**Teks Dokumen:**
"""

06 Januari 2018

Pro-kontra Legislasi Hukum Islam



 Oleh: KH. Dr. H. Jeje Zaenudin, M.Ag

Sumber utama hukum Islam adalah Al-Quran dan Sunnah. Tidak setiap individu muslim secara otomatis mampu memahami hukum-hukum yang terkandung dalam Al-Quran dan Sunnah dengan sendirinya, maka bangkitlah para ulama yang merumuskan hukum-hukum Islam ke dalam kitab-kitab fikih. Kitab-kitab fikih ini dijadikan pedoman pelaksanaan hukum Islam di negeri-negeri muslim, bukan hanya oleh masyarakat tetapi juga oleh negara yang pemerintahnya menerapkan hukum syariat.
Dalam faktanya, fikih Islam terpecah kepada beberapa madzhab. Setiap negeri muslim menegakan hukum Islam dengan ciri madzhab fikih tertentu. Di negara Islam, para hakim bersifat independen. Mereka mempunyai kebebasan berijtihad dalam memutuskan perkara. Perbedaan madzhab yang dianut para hakim dapat menyebabkan perbedaan hasil ijtihad mereka. Akhirnya menimbulkan perbedaan keputusan hukum.

"""

**Petunjuk Pengerjaan:**
1) Tentukan apakah setiap pernyataan berikut sesuai dengan teks tentang legislasi hukum Islam, lalu jawab ya atau tidak disertai kutipan persis dari teks yang menjadi penentunya: (a) Sumber utama hukum Islam adalah Al-Quran dan Sunnah. (b) Para hakim di negara Islam tidak memiliki kebebasan berijtihad ketika memutuskan perkara. (c) Kitab-kitab fikih hanya dijadikan pedoman oleh masyarakat, bukan oleh negara.
2) Tuliskan ulang bagian teks tentang legislasi hukum Islam tanpa perubahan apa pun, dimulai dari "Oleh: KH. Dr." dan diakhiri dengan "menerapkan hukum syariat.".
Materi sesudah ini berdiri sendiri dan tidak berkaitan dengan teks.

**Daftar Materi:**
"""

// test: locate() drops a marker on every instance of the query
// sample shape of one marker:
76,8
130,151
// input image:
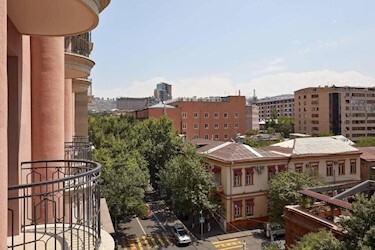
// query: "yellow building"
241,173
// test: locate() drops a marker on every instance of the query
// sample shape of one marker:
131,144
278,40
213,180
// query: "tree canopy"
188,182
283,190
322,240
359,226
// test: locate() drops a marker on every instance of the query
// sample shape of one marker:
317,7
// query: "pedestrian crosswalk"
228,244
150,241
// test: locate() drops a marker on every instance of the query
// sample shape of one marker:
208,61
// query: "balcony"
78,149
81,84
77,51
55,17
57,206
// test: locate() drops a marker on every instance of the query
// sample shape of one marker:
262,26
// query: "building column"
47,101
81,114
3,124
68,110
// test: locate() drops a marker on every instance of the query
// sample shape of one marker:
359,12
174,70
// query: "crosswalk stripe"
139,243
224,241
166,238
234,247
151,238
145,241
160,240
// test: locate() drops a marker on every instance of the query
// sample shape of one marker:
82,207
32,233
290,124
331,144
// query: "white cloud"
287,83
321,45
222,85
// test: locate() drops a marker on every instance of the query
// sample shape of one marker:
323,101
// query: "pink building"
44,93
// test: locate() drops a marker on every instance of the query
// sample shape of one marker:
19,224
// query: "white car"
181,234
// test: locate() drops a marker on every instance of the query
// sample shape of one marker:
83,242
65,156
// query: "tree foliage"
188,182
365,142
283,190
359,226
322,240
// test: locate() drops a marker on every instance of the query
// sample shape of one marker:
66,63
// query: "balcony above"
103,4
81,84
55,17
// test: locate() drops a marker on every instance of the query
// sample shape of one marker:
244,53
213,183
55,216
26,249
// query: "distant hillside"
100,104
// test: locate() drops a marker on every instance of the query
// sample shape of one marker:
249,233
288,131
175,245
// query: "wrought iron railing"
57,206
79,149
79,44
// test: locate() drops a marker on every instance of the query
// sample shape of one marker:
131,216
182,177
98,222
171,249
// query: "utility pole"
201,221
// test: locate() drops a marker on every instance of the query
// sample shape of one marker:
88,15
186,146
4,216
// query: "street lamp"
201,221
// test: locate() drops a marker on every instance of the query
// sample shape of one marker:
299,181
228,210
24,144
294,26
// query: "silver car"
181,234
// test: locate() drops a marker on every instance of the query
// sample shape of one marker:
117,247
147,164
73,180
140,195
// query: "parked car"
273,229
181,234
148,213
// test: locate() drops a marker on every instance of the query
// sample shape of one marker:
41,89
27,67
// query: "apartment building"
134,103
163,92
241,173
280,106
45,90
349,111
215,118
252,117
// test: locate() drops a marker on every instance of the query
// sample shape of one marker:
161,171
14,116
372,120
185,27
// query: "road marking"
159,221
160,240
228,244
141,226
139,243
144,238
166,238
151,238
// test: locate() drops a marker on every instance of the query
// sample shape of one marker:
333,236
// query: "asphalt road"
156,233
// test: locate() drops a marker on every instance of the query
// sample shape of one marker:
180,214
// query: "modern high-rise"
134,103
163,92
280,106
349,111
49,191
214,118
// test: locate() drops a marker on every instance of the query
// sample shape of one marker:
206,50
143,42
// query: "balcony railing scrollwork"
79,149
79,44
57,206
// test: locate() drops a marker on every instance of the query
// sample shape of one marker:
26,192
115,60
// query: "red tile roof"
368,153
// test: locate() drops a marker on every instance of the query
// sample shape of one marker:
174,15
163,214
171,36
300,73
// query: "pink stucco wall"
3,122
68,110
47,102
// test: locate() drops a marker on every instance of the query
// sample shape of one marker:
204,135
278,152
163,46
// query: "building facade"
215,118
241,173
279,106
132,103
252,117
163,92
349,111
45,90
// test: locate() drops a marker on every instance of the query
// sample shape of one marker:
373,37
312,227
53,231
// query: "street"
156,233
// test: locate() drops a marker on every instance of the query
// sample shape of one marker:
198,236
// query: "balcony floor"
46,238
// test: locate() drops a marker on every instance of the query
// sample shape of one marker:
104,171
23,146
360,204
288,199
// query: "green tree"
365,142
124,177
285,126
283,190
188,182
322,240
359,225
157,142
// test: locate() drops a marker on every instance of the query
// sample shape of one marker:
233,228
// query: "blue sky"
218,47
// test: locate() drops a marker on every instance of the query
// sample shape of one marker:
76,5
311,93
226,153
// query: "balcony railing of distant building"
56,206
79,149
79,44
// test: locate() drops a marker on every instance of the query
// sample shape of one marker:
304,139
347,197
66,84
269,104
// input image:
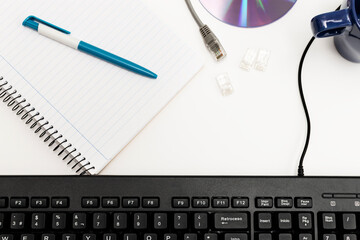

"""

**Daftar Jawaban:**
1)
(a) Ya: "Sumber utama hukum Islam adalah Al-Quran dan Sunnah."
(b) Tidak: "Mereka mempunyai kebebasan berijtihad dalam memutuskan perkara."
(c) Tidak: "bukan hanya oleh masyarakat tetapi juga oleh negara yang pemerintahnya menerapkan hukum syariat"

2)
Oleh: KH. Dr. H. Jeje Zaenudin, M.Ag

Sumber utama hukum Islam adalah Al-Quran dan Sunnah. Tidak setiap individu muslim secara otomatis mampu memahami hukum-hukum yang terkandung dalam Al-Quran dan Sunnah dengan sendirinya, maka bangkitlah para ulama yang merumuskan hukum-hukum Islam ke dalam kitab-kitab fikih. Kitab-kitab fikih ini dijadikan pedoman pelaksanaan hukum Islam di negeri-negeri muslim, bukan hanya oleh masyarakat tetapi juga oleh negara yang pemerintahnya menerapkan hukum syariat.